▶ [What you are asked to do]:
Copy out each line of the data below in which the string "crumb" appears.

▶ [Record extracts]:
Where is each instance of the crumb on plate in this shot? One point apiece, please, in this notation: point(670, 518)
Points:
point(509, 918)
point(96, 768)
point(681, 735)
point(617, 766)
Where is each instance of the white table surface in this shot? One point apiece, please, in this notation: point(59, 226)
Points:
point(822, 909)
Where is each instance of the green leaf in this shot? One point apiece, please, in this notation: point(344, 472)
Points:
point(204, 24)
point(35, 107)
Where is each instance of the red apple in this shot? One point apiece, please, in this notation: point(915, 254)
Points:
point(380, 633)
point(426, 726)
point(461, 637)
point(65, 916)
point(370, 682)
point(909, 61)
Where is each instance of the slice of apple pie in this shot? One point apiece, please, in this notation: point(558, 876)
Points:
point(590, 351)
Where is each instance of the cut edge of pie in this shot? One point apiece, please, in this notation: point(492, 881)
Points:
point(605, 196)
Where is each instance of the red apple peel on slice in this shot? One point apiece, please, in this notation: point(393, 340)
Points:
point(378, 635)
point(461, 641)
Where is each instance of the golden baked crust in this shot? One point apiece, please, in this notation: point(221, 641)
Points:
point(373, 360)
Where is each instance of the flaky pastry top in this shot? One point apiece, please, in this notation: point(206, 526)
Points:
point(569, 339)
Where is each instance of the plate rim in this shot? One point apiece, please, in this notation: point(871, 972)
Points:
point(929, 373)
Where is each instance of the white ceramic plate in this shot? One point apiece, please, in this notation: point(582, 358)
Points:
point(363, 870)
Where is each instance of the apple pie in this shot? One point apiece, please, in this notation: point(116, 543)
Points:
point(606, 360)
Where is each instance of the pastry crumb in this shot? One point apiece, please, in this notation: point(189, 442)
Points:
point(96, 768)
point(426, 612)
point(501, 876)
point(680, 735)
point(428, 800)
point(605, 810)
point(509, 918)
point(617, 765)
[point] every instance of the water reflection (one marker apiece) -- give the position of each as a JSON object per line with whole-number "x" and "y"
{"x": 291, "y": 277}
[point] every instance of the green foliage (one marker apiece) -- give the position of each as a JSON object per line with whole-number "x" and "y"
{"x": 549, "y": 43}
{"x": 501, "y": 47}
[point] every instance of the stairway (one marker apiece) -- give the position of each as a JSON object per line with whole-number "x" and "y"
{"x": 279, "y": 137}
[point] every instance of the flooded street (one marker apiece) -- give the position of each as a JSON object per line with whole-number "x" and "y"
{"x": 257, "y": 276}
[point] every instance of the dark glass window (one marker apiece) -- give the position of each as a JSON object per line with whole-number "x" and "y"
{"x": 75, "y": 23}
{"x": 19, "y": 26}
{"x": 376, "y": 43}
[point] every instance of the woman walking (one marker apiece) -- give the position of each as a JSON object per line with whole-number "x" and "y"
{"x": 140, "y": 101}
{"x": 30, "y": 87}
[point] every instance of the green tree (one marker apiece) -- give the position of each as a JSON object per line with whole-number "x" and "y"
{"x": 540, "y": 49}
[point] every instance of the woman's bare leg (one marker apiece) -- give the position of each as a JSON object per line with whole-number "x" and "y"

▶ [Answer area]:
Where is each instance of the crumb on plate in this shot? One point apiece, please, in this notation: point(670, 518)
Where is each instance of the pastry crumb in this shot? One point apiece, please, in this notation: point(189, 442)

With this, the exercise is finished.